SOURCE MATERIAL:
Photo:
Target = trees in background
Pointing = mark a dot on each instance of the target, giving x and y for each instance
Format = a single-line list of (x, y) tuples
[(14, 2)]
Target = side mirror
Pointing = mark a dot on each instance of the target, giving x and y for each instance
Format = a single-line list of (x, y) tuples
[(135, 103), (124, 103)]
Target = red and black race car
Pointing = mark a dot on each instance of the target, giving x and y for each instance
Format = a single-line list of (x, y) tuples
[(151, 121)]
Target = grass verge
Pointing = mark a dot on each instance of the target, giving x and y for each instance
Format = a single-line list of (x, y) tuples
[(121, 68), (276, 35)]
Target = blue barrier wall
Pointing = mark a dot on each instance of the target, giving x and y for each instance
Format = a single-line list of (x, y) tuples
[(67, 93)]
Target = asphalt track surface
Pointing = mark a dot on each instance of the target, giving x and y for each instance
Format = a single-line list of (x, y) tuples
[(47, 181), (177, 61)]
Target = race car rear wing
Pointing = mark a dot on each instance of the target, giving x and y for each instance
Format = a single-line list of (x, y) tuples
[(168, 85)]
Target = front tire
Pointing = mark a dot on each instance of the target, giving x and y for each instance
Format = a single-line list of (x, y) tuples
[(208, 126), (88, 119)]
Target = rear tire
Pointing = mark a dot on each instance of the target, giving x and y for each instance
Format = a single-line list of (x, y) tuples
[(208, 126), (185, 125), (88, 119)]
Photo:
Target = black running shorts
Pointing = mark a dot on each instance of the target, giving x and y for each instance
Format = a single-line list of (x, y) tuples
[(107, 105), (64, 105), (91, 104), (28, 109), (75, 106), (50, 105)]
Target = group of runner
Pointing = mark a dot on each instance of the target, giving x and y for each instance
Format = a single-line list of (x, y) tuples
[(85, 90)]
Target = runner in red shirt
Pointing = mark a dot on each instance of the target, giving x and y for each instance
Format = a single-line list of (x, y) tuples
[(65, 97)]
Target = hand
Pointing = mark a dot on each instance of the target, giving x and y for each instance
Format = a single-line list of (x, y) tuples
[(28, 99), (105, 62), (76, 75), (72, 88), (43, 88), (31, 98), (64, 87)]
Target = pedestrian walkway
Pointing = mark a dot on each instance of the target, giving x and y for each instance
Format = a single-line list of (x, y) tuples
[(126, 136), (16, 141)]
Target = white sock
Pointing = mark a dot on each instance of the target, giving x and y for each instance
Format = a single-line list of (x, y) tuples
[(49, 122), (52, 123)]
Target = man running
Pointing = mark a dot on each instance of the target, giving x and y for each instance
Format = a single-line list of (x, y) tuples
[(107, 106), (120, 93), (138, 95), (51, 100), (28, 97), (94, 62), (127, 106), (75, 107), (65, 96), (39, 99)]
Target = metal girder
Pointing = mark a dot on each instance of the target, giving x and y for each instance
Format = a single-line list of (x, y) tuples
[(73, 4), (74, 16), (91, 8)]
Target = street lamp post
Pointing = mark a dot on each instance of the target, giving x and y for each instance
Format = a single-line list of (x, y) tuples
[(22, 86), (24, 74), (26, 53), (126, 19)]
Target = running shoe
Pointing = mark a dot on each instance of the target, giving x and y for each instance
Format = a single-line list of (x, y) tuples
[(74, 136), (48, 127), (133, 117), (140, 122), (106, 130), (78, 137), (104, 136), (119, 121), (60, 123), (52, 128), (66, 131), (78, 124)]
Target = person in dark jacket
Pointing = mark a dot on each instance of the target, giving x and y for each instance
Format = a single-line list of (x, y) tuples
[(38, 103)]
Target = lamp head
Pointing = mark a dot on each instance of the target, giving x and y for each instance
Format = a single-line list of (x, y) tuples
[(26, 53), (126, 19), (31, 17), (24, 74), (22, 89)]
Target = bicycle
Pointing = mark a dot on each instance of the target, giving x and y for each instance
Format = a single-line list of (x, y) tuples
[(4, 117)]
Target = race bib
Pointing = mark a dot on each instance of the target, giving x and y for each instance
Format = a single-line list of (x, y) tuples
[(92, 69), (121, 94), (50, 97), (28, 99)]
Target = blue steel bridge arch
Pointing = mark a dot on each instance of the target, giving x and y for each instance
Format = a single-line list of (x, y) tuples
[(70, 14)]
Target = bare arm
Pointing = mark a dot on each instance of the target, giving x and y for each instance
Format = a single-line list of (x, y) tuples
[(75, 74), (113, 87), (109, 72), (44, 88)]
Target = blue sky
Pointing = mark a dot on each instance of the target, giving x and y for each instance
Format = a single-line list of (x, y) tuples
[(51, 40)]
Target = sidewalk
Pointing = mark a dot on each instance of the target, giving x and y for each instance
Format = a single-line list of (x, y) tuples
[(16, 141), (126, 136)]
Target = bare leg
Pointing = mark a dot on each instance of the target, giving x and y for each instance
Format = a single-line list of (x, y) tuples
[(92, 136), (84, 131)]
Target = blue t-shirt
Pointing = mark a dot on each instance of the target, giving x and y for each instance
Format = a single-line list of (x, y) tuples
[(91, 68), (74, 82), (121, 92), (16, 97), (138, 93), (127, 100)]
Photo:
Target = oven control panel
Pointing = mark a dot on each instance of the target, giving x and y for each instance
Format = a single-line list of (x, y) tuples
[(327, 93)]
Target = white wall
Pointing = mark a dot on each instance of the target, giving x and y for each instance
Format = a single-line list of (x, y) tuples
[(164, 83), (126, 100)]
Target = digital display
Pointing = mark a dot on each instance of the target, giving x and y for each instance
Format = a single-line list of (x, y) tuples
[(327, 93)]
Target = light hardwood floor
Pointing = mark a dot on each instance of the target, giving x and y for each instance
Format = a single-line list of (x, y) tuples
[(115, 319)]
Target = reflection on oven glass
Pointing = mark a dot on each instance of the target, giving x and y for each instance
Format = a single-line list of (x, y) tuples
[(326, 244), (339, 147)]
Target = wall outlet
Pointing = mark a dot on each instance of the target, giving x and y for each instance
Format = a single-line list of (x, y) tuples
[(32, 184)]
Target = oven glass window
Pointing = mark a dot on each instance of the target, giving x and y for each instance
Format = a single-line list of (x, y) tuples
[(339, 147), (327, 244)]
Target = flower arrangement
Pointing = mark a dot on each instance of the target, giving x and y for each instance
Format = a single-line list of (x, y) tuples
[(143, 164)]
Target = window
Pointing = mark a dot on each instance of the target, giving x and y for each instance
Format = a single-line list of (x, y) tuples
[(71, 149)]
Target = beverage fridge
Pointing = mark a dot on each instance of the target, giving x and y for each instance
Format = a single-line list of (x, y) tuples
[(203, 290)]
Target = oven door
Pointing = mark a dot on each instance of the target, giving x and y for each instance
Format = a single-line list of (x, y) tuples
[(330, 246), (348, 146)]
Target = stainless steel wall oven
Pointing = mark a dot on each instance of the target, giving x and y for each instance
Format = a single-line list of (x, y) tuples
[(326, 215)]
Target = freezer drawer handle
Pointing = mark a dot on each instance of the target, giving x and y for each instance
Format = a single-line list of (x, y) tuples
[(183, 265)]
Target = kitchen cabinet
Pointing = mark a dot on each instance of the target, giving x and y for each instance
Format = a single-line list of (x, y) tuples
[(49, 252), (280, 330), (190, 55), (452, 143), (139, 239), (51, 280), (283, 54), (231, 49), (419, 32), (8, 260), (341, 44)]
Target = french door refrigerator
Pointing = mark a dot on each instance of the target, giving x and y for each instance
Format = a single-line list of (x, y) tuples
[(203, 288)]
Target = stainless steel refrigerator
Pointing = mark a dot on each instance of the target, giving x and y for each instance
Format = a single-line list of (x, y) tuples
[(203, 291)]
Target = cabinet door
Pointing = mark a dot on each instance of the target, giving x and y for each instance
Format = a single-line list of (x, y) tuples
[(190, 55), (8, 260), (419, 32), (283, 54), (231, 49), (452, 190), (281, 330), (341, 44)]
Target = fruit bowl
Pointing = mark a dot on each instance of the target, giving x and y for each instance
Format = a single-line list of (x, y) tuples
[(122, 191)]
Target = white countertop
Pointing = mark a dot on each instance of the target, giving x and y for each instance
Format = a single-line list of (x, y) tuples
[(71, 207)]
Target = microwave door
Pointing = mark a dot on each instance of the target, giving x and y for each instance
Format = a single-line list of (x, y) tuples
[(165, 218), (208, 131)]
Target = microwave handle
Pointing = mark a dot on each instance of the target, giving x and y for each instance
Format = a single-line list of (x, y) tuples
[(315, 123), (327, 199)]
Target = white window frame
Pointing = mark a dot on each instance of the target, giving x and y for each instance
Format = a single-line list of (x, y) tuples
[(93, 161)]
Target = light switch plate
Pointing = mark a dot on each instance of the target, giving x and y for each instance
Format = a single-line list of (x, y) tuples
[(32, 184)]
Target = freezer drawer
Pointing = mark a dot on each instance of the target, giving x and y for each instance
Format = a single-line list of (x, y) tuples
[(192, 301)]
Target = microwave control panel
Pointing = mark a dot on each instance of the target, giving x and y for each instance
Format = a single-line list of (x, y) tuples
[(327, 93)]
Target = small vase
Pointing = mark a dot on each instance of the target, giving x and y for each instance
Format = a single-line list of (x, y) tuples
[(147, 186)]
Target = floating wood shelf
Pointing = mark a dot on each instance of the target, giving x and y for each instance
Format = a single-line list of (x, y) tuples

TASK DETAILS:
Retype the entries above exactly, beginning with the line containing "Target = hand" and continuing through the line containing "98), (64, 87)]".

THE RESULT:
Target = hand
Pointing = mark a dot on each instance of the target, giving x and y for each instance
Format = a single-line list of (x, y) tuples
[(28, 99), (105, 62), (76, 75), (72, 88), (43, 88), (31, 98), (64, 87)]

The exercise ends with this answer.